§ Exercise goal
Copy every line of the records below, requests included, and shift each bounding-box coordinate in the answers by adding 102 to it.

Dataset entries
#####

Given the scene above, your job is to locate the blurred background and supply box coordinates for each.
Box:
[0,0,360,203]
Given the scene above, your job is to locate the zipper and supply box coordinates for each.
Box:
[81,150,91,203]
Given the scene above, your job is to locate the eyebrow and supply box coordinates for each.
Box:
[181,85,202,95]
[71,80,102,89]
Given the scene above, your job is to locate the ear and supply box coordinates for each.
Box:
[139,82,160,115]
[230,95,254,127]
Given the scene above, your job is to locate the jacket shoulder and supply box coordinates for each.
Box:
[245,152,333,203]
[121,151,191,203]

#####

§ Task solution
Given the scene above, your job is to locate the blurred background and supply box coordinates for each.
Box:
[102,102,462,305]
Given the scene above, your job is to locate the zipper and supply box coordinates for each.
Box:
[183,252,193,305]
Given the scene above, your job is to locate the eyebrow and supply box coordinates for each.
Box:
[283,187,304,197]
[173,182,204,191]
Given the scene above, your job is to locate the ear and supply box coordinates for each.
Box:
[241,184,262,217]
[332,197,356,229]
Given the scene above, your job is to locate the jacket shoulder and supply box coordinates for each.
Box:
[347,254,435,305]
[223,253,293,305]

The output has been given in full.